**Task to carry out**
Return each line below that contains the word "flake".

**Image object location entries**
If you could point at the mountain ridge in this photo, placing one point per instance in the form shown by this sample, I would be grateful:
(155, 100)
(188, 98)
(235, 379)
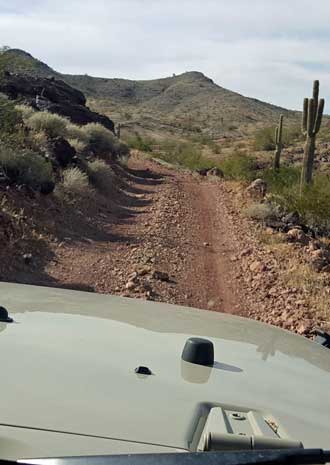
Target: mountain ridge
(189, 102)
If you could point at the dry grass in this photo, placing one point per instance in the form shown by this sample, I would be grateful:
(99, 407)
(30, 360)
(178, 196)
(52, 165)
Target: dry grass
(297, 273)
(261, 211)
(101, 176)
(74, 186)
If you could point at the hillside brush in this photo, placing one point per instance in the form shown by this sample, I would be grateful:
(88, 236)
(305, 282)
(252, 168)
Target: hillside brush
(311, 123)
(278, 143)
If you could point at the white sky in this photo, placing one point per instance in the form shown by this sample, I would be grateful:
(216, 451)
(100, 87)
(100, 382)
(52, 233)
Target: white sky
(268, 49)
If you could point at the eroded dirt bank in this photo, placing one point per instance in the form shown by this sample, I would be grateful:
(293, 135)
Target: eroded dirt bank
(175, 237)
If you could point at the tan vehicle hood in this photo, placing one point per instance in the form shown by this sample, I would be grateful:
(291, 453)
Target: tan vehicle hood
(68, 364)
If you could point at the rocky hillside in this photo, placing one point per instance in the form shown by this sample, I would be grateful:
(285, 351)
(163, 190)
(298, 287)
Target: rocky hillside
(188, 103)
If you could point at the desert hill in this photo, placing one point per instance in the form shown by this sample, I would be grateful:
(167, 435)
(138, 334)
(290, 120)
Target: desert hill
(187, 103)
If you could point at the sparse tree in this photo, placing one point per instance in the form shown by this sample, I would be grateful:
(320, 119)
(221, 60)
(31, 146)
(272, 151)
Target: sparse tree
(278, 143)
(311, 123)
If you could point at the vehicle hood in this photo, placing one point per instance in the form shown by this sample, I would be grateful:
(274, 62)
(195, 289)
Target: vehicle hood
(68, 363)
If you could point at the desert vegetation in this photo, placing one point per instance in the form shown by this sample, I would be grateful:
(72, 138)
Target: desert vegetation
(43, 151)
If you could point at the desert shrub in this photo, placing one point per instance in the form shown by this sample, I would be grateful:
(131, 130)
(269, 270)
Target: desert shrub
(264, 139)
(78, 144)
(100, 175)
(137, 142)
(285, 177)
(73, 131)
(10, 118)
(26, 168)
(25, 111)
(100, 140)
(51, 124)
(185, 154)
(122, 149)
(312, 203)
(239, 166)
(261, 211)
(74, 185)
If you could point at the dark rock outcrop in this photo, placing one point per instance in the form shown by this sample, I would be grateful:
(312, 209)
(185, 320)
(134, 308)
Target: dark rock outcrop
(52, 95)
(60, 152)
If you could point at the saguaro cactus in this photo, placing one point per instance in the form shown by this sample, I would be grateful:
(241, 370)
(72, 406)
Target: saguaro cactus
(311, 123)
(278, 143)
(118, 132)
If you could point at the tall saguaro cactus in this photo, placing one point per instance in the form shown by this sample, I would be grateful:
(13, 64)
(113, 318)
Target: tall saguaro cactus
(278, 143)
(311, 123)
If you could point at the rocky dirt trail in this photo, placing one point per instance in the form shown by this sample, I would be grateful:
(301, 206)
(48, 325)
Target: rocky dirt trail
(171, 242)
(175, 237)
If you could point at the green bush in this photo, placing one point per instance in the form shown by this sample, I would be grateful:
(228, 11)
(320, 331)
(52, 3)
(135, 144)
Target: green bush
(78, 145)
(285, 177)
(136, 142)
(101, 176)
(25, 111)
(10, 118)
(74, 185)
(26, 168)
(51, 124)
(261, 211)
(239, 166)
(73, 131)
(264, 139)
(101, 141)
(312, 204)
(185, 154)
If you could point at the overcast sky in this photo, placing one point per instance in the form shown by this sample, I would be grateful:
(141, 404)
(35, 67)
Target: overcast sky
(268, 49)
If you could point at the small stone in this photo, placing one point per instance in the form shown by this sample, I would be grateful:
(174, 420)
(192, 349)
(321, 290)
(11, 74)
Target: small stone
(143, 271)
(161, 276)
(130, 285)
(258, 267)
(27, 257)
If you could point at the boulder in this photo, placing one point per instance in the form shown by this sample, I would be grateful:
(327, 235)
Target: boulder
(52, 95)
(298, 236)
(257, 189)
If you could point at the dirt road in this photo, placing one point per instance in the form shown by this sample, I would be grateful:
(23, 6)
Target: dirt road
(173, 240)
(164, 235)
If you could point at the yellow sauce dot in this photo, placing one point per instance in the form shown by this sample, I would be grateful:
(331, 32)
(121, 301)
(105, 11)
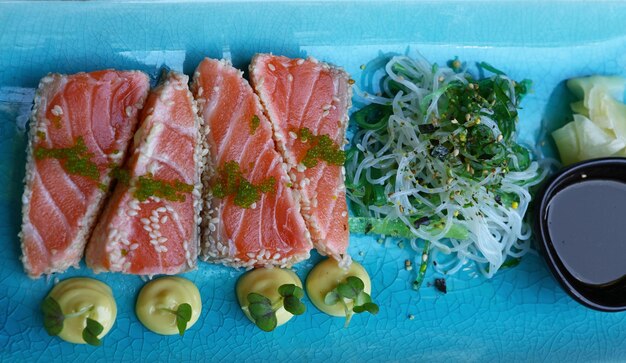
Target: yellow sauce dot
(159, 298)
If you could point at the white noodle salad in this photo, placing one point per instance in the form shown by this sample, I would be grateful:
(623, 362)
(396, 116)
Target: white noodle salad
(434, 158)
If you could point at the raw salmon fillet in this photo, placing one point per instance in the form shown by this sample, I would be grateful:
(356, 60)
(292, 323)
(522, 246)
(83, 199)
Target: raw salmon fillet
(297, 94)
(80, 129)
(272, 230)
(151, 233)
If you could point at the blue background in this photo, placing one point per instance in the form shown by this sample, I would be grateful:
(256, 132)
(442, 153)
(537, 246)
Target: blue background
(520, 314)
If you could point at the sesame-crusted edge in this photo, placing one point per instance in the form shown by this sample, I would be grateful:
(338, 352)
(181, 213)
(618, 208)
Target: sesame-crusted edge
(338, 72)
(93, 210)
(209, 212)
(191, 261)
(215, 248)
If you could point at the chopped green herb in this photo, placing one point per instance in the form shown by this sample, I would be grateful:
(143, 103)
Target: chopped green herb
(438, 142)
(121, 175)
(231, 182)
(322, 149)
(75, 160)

--

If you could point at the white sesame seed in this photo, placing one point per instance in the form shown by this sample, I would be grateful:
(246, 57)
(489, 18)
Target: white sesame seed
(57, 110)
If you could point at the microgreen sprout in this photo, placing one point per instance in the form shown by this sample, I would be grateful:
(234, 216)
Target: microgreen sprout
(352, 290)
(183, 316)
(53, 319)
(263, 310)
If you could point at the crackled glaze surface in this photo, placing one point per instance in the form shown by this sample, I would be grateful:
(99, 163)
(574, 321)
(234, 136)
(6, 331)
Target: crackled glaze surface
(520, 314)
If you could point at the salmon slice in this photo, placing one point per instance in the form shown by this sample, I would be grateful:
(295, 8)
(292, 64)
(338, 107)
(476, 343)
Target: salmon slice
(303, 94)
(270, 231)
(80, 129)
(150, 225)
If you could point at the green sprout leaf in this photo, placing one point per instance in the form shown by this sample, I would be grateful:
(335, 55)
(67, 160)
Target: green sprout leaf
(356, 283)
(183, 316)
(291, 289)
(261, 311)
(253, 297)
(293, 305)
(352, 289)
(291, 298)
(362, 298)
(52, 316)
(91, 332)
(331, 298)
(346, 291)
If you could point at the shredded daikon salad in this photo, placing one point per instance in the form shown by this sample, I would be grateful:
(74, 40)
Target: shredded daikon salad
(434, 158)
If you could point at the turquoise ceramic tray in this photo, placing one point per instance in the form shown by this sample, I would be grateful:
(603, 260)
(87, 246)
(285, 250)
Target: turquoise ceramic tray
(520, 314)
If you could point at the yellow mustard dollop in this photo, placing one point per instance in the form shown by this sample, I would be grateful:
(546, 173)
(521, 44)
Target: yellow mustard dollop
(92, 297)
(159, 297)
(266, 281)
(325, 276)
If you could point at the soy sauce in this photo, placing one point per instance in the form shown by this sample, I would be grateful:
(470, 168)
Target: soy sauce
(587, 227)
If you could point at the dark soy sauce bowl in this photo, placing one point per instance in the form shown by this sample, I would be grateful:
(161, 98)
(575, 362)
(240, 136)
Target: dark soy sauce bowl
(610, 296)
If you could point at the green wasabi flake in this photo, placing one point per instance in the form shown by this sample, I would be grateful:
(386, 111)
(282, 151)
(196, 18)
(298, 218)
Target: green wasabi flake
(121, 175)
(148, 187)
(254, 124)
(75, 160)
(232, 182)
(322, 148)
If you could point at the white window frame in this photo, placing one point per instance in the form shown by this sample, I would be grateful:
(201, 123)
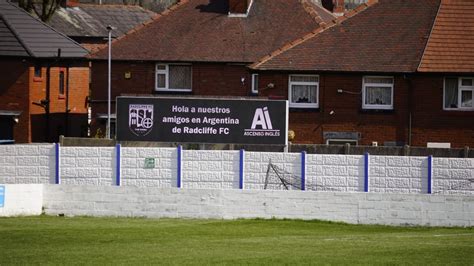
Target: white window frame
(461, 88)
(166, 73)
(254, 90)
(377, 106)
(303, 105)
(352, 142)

* * *

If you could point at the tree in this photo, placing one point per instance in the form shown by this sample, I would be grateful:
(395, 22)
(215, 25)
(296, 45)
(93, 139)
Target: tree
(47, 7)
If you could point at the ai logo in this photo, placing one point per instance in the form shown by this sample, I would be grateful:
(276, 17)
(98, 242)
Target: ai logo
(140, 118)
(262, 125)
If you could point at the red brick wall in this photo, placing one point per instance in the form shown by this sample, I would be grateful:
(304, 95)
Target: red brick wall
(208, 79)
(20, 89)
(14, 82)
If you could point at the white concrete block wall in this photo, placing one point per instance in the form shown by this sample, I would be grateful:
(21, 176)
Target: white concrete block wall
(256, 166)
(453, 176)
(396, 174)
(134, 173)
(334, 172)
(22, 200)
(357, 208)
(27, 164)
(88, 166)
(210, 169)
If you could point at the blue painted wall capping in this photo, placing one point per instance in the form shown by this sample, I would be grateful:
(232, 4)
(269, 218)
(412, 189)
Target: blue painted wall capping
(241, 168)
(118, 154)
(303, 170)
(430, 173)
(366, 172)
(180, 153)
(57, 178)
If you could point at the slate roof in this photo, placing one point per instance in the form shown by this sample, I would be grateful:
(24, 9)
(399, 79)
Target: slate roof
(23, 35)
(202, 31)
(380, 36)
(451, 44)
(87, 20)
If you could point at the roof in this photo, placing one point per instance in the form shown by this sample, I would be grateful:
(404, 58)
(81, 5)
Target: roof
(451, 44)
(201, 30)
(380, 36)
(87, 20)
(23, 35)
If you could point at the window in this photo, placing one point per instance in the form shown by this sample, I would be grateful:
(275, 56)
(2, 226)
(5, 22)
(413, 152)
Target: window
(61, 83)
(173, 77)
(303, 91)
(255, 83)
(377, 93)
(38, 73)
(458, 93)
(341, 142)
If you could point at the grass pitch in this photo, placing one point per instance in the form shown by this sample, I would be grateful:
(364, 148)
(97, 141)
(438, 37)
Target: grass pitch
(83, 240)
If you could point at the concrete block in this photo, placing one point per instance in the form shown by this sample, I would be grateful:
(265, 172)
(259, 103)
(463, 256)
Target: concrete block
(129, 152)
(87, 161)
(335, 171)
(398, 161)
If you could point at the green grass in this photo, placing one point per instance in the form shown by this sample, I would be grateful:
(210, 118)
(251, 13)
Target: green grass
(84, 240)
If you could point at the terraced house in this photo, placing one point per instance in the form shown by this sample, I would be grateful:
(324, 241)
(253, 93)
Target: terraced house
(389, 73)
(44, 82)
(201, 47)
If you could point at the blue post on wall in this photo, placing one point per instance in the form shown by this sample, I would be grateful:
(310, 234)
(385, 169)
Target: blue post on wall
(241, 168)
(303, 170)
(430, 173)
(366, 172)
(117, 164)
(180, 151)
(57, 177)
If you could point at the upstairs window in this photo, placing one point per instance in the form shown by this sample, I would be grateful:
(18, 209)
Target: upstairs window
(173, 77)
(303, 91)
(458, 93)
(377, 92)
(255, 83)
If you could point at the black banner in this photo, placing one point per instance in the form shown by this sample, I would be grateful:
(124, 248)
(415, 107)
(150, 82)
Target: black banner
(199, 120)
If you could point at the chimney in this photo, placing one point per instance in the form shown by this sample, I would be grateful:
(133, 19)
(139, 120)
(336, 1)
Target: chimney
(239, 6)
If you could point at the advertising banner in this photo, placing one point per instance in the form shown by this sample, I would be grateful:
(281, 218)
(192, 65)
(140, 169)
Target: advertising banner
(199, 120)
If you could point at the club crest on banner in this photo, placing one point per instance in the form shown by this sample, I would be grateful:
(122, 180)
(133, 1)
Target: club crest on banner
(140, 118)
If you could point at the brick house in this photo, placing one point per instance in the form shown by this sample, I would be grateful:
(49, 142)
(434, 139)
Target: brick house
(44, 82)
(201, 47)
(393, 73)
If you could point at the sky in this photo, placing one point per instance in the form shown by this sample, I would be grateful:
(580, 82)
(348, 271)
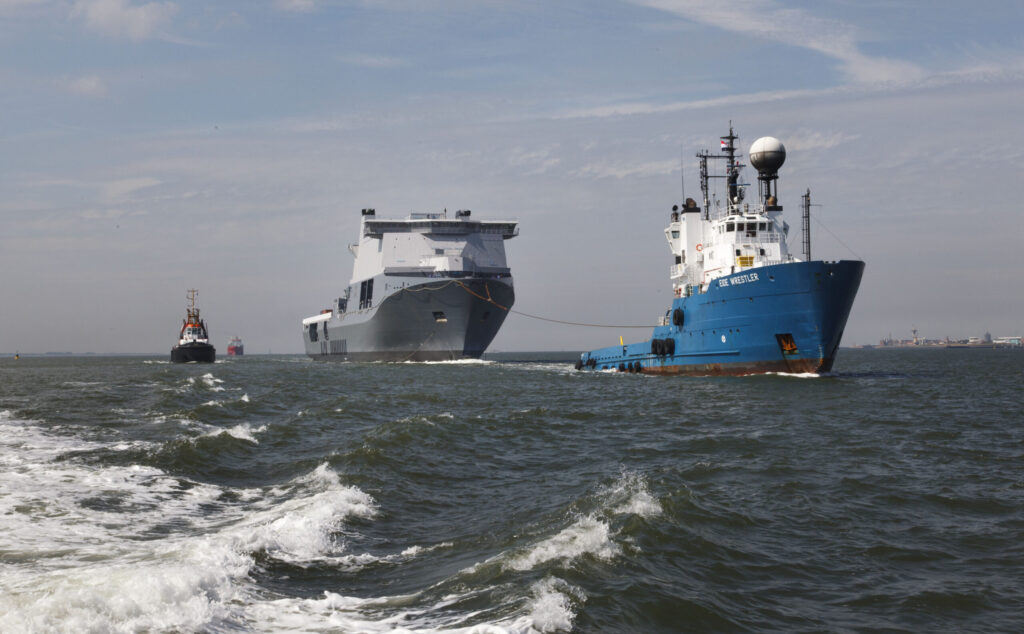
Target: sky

**Task solution**
If you could point at the green wasabi flake in this photo, placing one point per instance in the form shown by this sample, I would be grateful:
Target: green wasabi flake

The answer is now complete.